» Instructions to follow
Find the line containing "Q: For the red tile", then return it and every line after it through the end of the records, exactly. Leave out pictures.

» Available data
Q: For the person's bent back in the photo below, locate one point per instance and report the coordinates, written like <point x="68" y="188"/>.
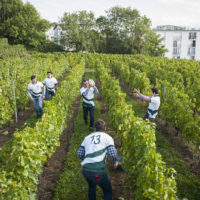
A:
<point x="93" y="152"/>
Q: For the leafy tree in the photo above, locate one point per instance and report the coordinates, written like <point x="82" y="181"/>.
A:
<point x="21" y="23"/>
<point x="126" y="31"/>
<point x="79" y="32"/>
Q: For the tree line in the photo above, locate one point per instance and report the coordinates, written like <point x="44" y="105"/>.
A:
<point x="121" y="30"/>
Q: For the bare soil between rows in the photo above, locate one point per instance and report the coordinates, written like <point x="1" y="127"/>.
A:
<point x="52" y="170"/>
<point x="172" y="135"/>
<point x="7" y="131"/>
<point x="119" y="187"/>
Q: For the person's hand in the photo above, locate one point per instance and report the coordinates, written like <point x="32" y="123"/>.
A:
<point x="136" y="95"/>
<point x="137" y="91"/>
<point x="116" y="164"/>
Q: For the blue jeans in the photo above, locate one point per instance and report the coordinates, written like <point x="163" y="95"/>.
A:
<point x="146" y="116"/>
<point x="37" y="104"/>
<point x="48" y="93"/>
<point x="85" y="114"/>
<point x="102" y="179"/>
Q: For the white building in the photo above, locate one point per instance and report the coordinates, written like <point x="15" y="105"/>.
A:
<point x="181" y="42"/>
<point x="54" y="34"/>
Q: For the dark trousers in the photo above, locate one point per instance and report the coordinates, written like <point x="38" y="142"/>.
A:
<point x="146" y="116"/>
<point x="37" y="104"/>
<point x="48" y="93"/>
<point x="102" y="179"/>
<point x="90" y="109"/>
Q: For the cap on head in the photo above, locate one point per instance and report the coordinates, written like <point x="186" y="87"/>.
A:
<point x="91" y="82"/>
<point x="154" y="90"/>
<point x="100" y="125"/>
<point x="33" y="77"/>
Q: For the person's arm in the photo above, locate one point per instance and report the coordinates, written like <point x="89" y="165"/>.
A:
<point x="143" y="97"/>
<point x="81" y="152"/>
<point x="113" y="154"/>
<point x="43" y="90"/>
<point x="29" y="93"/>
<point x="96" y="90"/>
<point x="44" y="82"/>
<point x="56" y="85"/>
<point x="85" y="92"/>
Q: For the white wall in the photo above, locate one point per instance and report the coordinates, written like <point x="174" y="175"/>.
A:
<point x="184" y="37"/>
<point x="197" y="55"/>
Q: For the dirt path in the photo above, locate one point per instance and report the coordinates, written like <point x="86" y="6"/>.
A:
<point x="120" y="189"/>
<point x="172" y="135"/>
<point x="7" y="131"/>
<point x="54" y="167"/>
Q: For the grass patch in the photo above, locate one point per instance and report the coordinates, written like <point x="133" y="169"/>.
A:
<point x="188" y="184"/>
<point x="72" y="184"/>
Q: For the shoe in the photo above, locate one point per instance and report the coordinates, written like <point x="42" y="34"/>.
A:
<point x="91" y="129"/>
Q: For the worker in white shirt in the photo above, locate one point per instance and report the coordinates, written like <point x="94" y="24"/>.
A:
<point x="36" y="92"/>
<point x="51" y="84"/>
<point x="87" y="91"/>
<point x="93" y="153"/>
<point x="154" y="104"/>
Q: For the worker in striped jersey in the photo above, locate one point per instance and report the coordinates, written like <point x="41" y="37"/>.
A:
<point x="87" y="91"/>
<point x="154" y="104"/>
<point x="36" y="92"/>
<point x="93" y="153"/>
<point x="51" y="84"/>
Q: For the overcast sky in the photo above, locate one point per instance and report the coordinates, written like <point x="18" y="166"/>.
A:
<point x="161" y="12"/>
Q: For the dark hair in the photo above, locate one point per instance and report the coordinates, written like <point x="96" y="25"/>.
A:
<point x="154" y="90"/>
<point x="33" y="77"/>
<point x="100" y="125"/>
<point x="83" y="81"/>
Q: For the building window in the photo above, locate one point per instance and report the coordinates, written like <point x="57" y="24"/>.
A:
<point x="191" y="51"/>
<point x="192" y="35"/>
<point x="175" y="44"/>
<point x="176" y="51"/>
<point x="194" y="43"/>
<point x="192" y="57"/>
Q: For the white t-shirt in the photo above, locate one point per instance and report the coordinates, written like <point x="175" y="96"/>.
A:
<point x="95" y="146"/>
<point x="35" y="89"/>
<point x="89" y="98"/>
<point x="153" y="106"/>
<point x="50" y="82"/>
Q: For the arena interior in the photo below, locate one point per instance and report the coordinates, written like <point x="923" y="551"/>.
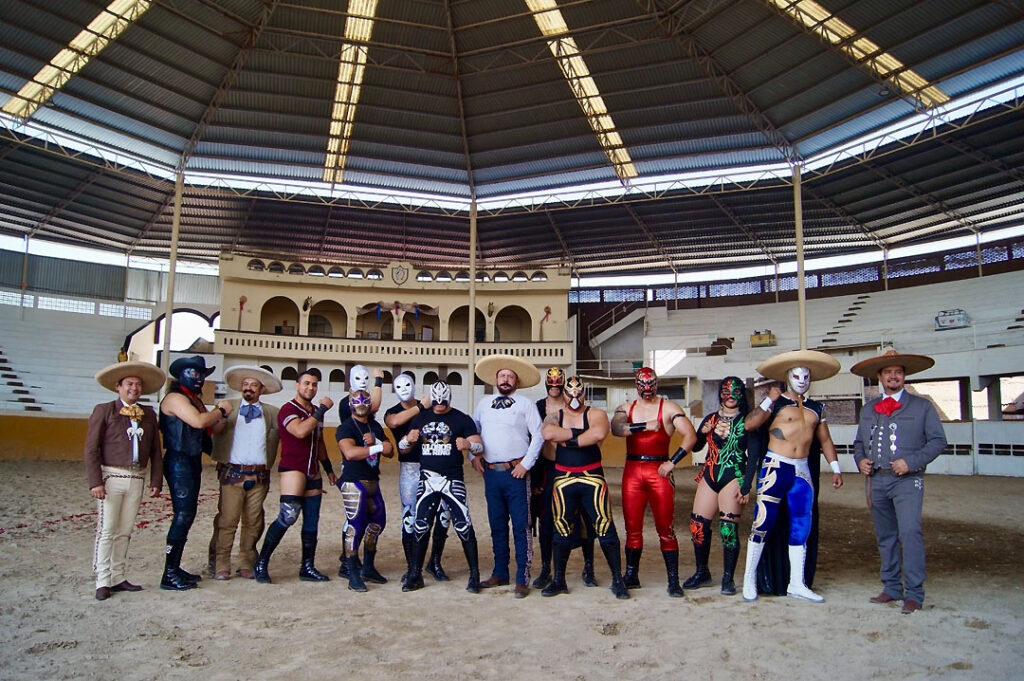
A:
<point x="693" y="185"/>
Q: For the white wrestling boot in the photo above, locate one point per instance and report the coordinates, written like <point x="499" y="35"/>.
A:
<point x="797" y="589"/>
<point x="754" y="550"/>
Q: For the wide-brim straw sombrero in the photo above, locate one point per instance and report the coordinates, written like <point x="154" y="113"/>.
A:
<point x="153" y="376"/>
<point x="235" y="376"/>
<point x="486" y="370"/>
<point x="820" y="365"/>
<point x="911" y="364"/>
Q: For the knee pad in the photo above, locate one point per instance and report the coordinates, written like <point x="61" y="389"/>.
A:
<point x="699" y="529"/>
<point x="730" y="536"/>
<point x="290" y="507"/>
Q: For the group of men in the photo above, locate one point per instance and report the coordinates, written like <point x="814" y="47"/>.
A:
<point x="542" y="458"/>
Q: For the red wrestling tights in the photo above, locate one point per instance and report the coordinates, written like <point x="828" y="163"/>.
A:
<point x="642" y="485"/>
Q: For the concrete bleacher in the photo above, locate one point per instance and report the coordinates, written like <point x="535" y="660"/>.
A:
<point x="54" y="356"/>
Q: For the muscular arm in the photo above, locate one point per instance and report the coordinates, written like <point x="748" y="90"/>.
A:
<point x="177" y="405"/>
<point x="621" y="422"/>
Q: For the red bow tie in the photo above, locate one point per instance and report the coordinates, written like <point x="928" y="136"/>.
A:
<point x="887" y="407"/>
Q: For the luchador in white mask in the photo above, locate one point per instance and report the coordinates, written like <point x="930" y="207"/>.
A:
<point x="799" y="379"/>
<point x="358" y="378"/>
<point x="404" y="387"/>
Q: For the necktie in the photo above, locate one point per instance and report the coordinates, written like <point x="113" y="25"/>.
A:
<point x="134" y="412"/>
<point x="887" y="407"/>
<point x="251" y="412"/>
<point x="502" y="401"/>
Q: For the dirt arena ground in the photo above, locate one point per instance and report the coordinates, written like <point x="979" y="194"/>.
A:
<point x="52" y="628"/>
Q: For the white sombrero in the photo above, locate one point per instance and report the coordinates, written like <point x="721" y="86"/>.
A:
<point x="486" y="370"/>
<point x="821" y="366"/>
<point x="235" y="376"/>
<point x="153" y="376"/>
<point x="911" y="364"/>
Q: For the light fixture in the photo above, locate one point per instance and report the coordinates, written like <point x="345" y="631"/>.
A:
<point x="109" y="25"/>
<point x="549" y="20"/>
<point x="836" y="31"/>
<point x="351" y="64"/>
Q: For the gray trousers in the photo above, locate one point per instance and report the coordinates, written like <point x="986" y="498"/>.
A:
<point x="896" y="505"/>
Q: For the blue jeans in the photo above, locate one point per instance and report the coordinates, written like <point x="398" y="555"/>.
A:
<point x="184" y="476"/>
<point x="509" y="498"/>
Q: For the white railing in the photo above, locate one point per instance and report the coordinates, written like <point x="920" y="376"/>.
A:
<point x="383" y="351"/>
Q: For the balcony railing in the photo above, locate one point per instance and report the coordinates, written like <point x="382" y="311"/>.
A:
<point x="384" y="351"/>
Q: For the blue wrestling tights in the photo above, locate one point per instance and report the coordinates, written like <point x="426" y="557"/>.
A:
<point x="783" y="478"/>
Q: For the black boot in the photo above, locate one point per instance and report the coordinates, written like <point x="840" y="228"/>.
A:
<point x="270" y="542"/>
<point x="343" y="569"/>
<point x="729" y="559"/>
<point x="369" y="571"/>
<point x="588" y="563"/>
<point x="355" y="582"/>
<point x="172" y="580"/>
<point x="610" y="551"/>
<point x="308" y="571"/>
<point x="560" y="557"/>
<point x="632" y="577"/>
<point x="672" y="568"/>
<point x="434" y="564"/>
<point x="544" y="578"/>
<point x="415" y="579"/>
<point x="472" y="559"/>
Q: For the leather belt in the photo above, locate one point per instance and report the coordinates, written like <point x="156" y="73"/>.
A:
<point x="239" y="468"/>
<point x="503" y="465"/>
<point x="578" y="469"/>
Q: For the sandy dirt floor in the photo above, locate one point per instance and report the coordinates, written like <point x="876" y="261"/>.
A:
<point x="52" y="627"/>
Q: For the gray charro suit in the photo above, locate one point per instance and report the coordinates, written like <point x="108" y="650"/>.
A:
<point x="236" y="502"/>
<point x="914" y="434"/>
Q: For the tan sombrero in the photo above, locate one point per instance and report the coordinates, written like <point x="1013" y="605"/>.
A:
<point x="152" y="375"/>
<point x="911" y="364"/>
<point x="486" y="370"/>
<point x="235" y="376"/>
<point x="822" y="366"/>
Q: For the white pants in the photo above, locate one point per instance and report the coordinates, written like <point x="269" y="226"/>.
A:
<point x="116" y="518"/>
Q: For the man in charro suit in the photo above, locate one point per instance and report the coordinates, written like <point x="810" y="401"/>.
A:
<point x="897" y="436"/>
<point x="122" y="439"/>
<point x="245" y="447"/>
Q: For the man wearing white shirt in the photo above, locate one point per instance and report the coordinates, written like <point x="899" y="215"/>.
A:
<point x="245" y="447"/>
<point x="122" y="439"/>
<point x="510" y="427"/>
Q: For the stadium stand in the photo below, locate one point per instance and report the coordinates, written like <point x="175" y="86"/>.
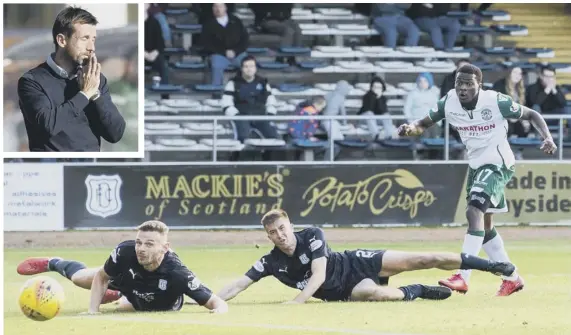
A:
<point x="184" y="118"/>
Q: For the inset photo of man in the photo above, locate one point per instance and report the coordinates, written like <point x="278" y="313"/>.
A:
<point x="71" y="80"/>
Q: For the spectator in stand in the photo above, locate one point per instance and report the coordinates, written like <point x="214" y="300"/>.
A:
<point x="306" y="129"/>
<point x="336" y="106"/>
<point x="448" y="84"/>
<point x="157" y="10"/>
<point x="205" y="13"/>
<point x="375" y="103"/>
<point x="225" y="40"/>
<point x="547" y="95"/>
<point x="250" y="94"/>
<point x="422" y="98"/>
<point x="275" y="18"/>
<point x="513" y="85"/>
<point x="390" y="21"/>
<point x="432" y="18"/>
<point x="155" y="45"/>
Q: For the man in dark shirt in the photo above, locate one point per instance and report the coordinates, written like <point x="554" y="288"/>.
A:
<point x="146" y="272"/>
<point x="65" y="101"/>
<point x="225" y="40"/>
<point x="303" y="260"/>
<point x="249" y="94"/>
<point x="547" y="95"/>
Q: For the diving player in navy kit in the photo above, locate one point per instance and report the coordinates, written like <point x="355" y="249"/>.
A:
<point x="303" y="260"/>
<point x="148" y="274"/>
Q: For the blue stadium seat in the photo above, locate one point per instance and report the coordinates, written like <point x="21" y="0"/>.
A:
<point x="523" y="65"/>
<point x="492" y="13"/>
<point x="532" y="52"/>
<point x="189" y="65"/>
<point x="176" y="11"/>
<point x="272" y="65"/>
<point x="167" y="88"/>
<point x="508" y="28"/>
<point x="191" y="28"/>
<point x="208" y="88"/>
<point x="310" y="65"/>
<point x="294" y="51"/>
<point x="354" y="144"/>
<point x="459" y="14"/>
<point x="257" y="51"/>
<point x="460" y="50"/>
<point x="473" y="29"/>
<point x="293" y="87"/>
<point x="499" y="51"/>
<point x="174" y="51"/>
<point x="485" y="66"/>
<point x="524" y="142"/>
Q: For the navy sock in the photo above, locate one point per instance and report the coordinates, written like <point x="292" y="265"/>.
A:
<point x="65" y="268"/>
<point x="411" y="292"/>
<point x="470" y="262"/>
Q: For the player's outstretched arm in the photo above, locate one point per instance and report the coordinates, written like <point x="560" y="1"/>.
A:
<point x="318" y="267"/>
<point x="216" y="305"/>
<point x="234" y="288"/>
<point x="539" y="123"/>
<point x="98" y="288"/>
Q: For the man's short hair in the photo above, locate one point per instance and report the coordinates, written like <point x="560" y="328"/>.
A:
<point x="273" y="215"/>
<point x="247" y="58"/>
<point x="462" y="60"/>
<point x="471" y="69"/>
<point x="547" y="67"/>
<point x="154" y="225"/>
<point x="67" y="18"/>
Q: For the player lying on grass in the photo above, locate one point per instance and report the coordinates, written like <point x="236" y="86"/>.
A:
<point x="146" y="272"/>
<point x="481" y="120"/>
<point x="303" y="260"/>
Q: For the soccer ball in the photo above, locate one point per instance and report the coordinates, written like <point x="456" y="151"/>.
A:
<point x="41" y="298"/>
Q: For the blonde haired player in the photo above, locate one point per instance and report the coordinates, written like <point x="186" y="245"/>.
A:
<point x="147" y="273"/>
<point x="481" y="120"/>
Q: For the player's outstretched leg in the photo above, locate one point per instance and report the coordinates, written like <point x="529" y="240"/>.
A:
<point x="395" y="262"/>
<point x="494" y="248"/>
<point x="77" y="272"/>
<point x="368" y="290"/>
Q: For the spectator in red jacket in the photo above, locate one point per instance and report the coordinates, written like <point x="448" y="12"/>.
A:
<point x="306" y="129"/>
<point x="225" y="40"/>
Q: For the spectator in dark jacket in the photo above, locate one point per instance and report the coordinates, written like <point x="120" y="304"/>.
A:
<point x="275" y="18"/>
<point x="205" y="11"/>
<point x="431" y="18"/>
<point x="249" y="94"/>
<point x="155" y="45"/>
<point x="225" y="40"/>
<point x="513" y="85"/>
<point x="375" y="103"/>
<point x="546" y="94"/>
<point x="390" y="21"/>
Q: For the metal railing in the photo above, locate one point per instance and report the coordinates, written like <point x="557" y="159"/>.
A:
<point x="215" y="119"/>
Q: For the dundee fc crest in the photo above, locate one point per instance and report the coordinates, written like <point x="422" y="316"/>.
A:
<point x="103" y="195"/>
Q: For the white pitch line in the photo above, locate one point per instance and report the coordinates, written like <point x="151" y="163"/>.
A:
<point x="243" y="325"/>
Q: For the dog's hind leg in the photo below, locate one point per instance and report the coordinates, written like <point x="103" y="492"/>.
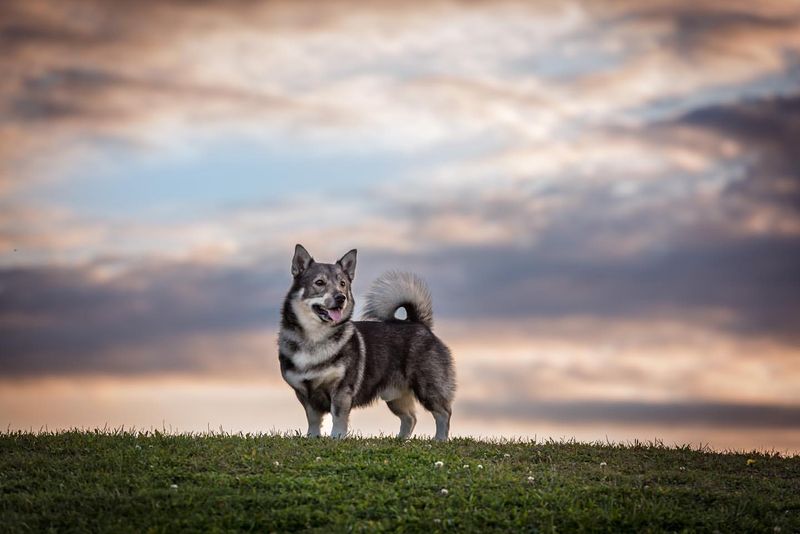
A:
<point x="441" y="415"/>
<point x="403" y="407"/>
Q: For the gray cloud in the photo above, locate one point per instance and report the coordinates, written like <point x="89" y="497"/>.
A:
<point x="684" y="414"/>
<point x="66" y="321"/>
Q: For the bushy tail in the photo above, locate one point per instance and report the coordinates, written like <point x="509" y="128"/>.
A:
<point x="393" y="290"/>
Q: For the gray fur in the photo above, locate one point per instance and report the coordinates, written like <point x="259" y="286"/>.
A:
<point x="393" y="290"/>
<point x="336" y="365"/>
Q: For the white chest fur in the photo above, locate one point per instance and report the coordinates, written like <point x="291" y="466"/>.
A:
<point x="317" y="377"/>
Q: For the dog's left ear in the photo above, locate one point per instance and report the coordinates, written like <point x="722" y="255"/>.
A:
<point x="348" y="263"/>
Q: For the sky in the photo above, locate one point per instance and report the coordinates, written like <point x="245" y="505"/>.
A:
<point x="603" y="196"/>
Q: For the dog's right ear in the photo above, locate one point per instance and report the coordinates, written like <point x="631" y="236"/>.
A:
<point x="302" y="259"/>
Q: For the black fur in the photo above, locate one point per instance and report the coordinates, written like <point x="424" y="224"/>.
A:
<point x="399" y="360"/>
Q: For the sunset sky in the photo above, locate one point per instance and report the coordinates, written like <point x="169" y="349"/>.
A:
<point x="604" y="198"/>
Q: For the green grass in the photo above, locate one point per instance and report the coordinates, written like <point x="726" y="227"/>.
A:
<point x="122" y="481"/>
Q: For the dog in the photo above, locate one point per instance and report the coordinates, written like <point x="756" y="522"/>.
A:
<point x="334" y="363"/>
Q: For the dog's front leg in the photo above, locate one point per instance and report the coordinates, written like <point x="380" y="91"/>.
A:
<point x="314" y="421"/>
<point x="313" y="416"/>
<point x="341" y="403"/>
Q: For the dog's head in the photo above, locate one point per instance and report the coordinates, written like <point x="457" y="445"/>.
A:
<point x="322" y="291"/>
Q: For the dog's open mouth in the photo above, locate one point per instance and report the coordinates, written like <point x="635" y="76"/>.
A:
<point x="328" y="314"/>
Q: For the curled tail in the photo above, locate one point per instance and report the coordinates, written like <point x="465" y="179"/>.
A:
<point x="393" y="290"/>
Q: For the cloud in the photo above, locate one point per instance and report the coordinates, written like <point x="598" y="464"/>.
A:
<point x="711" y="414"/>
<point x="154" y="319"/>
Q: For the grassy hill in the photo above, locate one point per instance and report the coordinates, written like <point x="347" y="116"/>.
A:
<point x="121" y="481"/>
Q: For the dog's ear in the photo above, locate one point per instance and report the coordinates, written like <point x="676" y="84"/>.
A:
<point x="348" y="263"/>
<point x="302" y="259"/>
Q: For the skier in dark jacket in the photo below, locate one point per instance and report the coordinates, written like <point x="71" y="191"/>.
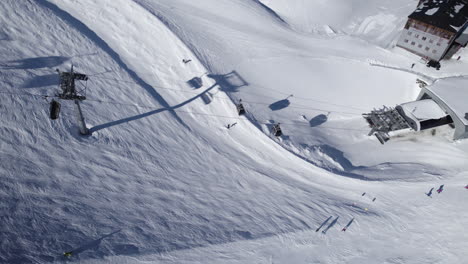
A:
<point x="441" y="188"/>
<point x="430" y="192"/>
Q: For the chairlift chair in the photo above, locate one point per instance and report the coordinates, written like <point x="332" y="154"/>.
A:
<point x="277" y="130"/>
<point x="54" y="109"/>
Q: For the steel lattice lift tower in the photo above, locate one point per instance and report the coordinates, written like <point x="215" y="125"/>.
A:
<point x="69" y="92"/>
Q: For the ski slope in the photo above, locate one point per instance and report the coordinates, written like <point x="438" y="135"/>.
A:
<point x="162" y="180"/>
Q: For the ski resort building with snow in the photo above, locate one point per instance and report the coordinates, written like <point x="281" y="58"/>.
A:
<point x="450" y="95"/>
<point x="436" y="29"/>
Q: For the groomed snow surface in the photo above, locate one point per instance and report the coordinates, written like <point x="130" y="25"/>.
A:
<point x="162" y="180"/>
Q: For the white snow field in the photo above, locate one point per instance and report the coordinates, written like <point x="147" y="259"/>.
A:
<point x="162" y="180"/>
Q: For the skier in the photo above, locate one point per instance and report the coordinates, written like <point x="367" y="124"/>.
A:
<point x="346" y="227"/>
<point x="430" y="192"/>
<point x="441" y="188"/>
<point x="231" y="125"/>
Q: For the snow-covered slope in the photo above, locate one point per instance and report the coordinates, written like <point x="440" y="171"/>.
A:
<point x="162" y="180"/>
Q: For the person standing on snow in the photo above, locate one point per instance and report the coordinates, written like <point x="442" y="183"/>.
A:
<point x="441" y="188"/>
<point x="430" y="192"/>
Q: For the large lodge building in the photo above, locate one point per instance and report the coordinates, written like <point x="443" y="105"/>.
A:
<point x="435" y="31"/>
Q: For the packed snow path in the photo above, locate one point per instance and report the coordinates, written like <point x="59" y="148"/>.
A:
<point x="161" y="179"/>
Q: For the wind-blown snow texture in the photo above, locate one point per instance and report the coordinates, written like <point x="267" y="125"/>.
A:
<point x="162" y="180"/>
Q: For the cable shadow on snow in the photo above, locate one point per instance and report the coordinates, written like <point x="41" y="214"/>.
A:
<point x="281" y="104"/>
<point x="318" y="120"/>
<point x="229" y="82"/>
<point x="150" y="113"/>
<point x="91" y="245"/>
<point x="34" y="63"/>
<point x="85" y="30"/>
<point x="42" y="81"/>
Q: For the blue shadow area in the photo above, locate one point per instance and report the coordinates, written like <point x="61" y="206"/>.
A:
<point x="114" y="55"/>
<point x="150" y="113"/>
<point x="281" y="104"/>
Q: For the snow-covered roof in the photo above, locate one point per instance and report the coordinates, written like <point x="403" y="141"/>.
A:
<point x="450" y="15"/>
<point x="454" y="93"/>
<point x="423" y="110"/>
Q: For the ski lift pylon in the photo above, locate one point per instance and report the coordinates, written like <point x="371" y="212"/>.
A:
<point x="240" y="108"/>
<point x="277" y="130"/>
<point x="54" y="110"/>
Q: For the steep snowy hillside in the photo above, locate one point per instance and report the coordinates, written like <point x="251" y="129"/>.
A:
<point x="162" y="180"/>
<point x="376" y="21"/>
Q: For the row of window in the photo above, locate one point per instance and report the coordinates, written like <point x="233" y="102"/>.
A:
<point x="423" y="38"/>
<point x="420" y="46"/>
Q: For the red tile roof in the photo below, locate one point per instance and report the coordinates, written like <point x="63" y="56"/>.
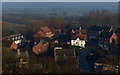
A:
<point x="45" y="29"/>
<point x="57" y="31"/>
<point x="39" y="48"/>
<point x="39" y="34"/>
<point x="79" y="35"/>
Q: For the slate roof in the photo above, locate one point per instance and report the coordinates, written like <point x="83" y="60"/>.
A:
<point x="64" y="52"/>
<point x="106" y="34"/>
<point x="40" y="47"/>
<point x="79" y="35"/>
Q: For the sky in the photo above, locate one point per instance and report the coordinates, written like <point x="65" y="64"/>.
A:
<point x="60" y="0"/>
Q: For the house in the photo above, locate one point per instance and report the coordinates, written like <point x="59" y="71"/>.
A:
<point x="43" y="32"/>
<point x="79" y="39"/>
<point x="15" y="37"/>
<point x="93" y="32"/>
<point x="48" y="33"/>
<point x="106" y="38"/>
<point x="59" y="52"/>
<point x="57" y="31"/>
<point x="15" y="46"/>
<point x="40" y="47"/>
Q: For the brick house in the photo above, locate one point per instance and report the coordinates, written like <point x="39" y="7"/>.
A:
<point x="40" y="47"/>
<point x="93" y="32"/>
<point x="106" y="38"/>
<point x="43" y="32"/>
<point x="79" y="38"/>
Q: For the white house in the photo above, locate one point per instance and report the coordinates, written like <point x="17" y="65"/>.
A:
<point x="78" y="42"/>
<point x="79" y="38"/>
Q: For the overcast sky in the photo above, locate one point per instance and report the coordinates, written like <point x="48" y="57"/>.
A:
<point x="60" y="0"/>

» Finished answer
Q: For the red tile roof in the photo below, locate one point per instance and report the coordinates, written like <point x="63" y="56"/>.
A:
<point x="45" y="29"/>
<point x="57" y="31"/>
<point x="39" y="48"/>
<point x="39" y="34"/>
<point x="79" y="35"/>
Q: For the slate roof in the photo above, locate one point per instance and report the coordinates, written like <point x="83" y="60"/>.
A:
<point x="64" y="52"/>
<point x="106" y="34"/>
<point x="40" y="47"/>
<point x="79" y="35"/>
Q: For the sky in the photo above, locate one point per instance and report the coordinates, written like <point x="65" y="64"/>.
A:
<point x="60" y="0"/>
Q: For the house in the photo above, locate one point per instance and report the coordinates, written like <point x="59" y="71"/>.
A:
<point x="43" y="32"/>
<point x="79" y="39"/>
<point x="15" y="37"/>
<point x="93" y="32"/>
<point x="48" y="33"/>
<point x="106" y="38"/>
<point x="59" y="52"/>
<point x="57" y="31"/>
<point x="15" y="46"/>
<point x="40" y="47"/>
Q: For the brick house in the photo above, locate one point per instance and report the coordinates, written like <point x="39" y="7"/>.
A:
<point x="40" y="47"/>
<point x="93" y="32"/>
<point x="106" y="38"/>
<point x="43" y="32"/>
<point x="79" y="38"/>
Q: For the white house in the photo above, locate one point per instance and report the coordinates, written like <point x="17" y="65"/>.
A:
<point x="78" y="42"/>
<point x="79" y="38"/>
Q: For the overcast sky in the photo above, locate one point per instance and report the coordinates, written like <point x="48" y="57"/>.
A:
<point x="60" y="0"/>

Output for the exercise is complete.